(Saved data)
.....

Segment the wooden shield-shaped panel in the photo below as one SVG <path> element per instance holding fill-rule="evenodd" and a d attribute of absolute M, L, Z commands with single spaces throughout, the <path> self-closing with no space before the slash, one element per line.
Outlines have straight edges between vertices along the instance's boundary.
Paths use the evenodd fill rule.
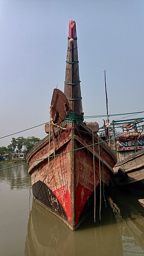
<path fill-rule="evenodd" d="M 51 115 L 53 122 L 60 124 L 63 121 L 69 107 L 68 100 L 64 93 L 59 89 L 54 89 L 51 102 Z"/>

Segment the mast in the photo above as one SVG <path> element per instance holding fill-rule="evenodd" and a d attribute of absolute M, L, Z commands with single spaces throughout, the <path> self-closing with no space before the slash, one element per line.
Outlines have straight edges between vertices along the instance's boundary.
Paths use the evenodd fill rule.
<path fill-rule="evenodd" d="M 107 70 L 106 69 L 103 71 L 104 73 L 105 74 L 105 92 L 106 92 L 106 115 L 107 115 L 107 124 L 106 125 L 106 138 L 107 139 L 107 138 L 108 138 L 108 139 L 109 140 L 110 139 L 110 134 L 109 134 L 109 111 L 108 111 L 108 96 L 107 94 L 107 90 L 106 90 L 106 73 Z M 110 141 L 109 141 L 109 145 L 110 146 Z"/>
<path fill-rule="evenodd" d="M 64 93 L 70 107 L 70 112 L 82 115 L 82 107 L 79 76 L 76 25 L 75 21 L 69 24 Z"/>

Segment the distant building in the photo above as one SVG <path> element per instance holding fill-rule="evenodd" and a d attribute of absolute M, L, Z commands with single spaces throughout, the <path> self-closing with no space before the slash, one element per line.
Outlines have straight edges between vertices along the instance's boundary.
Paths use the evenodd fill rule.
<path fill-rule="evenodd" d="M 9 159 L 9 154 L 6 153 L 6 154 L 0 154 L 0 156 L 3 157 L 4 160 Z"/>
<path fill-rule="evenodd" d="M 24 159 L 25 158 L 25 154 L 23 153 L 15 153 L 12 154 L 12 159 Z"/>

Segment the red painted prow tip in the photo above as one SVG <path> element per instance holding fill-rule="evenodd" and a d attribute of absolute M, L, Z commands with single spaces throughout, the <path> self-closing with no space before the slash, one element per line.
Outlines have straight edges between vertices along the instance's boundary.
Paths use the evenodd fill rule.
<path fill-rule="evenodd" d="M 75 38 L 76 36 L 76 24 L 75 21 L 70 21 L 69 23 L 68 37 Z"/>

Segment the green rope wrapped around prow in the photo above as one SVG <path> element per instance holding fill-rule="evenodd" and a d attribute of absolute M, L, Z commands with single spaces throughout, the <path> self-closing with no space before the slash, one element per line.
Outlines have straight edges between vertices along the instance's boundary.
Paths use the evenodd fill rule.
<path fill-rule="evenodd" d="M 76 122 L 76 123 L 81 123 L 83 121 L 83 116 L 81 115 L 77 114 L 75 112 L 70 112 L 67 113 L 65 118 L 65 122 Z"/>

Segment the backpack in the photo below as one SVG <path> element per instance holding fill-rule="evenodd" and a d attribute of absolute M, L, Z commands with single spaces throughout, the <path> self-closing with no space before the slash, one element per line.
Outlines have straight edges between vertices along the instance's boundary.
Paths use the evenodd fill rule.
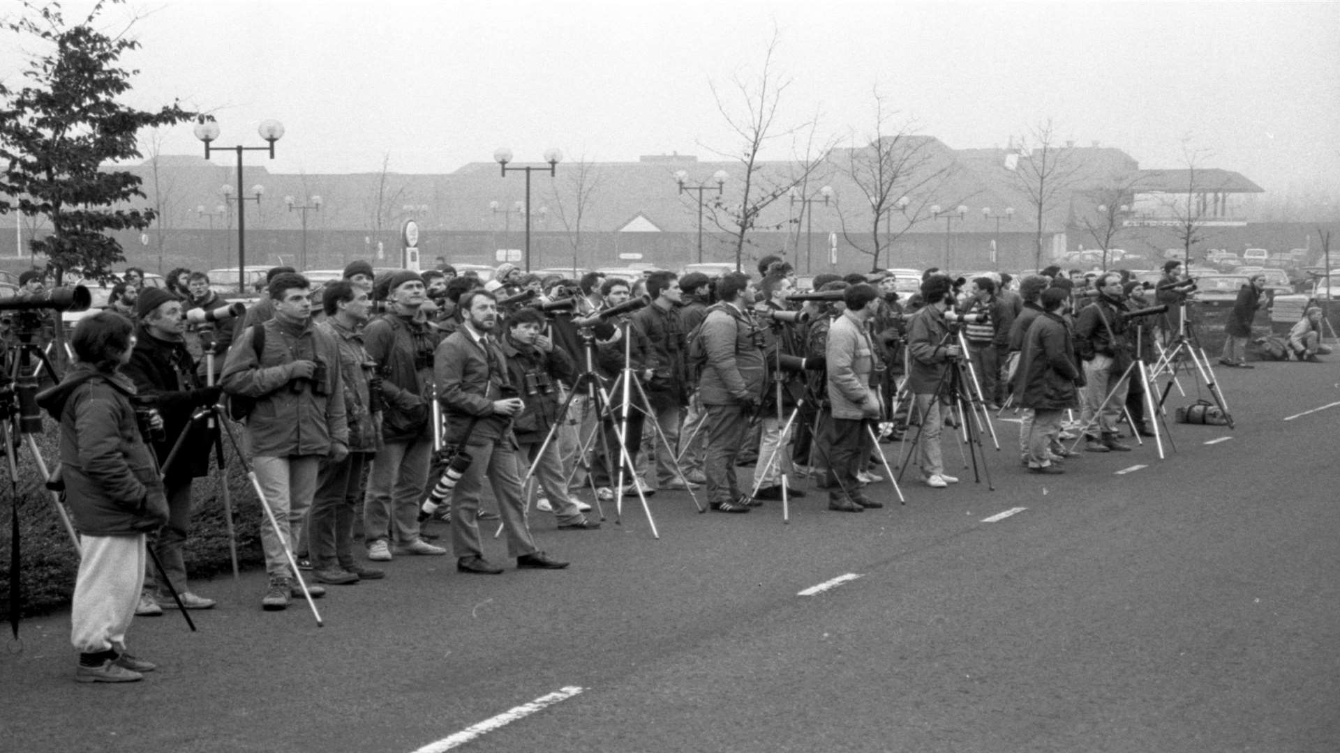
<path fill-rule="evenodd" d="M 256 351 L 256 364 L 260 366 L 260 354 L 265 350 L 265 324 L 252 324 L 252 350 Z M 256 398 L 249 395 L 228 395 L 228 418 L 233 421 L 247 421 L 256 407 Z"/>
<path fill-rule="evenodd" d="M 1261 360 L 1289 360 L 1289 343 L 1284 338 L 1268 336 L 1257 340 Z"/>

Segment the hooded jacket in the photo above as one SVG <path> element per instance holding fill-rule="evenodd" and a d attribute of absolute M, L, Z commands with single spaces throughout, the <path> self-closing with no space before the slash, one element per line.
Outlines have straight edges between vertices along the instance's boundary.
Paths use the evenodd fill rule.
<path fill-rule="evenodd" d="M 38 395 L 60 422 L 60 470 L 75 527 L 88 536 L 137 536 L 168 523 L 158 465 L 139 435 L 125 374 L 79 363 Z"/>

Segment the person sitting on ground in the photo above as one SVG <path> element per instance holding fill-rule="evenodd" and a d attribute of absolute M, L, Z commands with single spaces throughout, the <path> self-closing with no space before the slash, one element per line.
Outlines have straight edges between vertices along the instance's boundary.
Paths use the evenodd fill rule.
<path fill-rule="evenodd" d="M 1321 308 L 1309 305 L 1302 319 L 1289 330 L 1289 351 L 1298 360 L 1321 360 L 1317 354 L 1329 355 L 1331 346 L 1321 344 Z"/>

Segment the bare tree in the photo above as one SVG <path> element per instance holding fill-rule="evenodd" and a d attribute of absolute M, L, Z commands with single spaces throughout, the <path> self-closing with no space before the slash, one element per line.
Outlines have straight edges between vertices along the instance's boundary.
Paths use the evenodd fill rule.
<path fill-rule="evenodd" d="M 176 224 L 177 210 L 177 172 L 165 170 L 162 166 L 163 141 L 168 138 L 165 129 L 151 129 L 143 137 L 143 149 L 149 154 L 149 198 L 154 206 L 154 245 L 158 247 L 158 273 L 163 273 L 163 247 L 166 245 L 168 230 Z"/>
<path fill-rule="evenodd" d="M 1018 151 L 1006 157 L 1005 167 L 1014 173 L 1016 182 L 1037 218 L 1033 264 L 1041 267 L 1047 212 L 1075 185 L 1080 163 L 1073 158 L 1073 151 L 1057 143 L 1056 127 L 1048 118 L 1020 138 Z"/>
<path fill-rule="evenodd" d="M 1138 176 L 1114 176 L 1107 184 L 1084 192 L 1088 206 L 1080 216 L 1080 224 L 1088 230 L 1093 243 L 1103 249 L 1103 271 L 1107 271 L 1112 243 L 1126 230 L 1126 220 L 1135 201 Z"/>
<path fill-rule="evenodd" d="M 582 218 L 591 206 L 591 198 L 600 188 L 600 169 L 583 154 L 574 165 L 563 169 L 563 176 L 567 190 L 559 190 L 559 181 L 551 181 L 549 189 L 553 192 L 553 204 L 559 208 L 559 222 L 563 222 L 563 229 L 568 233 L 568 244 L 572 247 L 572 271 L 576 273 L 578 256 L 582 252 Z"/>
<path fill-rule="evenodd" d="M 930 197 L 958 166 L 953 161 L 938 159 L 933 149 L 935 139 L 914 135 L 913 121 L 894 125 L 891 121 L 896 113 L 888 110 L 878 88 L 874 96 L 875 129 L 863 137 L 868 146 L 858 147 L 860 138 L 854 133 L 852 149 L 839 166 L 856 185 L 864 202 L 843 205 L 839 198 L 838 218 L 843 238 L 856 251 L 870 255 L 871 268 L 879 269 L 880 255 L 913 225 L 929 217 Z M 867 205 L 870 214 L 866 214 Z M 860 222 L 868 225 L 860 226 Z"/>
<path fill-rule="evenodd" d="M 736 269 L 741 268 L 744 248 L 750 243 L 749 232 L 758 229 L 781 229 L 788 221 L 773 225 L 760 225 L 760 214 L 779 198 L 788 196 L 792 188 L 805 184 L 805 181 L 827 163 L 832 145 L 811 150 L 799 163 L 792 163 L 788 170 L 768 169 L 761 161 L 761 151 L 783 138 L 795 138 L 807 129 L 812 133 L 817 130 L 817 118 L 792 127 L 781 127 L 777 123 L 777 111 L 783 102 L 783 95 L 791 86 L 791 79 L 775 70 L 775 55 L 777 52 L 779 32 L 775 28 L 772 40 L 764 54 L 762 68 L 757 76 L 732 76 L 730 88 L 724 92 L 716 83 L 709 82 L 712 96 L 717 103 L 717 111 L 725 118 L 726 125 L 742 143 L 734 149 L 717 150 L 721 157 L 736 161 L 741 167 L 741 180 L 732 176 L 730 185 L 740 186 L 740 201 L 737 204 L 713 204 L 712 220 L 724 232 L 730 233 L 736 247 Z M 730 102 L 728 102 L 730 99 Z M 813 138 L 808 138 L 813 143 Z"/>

.....

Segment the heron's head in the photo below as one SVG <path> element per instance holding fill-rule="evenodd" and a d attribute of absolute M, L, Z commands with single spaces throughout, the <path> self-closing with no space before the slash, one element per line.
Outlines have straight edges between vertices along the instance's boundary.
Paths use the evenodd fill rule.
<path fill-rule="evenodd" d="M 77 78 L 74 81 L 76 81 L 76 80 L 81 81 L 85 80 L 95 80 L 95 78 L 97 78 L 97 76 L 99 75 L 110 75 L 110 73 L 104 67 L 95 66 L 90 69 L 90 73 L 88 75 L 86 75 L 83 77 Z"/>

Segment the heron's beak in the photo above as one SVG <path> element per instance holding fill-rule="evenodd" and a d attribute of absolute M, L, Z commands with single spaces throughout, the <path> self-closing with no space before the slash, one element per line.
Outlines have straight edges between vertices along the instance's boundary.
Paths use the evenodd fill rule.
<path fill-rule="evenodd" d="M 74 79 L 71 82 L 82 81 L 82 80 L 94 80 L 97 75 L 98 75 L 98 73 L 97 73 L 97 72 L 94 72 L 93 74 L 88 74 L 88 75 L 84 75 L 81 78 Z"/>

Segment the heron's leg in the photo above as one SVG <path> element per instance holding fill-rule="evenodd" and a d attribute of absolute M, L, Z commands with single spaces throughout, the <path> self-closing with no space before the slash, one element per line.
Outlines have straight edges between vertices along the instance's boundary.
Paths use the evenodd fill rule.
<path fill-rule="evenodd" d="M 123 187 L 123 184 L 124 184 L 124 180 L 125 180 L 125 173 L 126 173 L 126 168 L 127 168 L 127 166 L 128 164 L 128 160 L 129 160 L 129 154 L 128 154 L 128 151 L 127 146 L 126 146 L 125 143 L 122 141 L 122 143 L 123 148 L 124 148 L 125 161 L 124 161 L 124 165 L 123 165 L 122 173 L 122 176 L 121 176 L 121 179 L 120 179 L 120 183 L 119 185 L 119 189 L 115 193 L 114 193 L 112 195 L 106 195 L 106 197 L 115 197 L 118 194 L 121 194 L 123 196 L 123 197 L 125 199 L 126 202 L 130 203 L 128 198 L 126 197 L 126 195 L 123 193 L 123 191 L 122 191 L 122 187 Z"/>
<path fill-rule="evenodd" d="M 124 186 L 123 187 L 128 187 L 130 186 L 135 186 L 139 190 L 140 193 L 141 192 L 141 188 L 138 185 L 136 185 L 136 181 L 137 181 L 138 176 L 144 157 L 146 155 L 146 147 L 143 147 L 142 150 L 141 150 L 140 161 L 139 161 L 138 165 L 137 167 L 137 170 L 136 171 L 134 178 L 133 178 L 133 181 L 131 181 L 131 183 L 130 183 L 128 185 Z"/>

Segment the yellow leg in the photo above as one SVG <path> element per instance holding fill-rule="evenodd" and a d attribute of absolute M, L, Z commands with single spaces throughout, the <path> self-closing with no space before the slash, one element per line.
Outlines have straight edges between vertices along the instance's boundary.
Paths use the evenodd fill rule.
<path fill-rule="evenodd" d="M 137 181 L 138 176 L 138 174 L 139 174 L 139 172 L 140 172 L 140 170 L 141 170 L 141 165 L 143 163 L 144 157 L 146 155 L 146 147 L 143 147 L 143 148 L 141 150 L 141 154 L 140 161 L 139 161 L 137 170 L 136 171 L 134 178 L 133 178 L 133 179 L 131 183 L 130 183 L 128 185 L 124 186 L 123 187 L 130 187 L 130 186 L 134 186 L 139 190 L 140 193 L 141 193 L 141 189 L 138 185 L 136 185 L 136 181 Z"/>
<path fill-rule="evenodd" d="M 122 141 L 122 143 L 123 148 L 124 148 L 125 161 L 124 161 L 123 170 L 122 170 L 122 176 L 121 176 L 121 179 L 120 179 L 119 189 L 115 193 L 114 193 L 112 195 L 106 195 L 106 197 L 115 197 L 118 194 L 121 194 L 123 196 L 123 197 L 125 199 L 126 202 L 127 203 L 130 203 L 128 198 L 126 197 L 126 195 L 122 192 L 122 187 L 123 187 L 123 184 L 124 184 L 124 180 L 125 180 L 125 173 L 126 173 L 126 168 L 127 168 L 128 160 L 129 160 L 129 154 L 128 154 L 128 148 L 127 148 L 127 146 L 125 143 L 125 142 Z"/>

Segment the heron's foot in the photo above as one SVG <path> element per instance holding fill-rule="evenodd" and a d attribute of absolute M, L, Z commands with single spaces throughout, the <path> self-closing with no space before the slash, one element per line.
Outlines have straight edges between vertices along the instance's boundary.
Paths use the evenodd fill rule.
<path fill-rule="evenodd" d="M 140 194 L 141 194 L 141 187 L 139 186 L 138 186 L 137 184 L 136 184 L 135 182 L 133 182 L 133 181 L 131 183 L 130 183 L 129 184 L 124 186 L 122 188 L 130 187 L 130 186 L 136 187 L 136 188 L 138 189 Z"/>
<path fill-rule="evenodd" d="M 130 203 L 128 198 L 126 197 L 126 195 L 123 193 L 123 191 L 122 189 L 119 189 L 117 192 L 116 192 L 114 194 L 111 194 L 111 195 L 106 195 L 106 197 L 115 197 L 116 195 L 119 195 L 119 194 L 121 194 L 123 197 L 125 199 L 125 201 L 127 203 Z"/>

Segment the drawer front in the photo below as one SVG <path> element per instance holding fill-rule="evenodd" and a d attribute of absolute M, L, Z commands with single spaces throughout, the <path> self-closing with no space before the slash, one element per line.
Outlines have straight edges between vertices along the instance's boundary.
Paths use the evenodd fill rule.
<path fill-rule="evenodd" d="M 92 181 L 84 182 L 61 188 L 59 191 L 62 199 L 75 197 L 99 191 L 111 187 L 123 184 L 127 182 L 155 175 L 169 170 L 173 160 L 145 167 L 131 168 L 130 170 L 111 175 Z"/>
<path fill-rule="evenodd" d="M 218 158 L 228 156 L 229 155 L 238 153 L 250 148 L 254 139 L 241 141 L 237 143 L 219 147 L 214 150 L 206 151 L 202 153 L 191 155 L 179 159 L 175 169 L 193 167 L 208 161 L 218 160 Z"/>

.....

• [What the task requires]
Pick out every line above that contains the word "prow" and copy each one.

• [Written reply]
Segment the red painted prow tip in the photo above as one SVG <path> element per instance holding fill-rule="evenodd" and a d attribute of absolute M, L, Z commands with single spaces throughout, the <path> self-closing with no space before the slash, one element per line.
Segment the green rope wrapped around prow in the photo above as one SVG <path> element per instance holding fill-rule="evenodd" and a d attribute of absolute M, L, Z commands with single spaces throughout, the <path> self-closing with no space before the slash, one element per line.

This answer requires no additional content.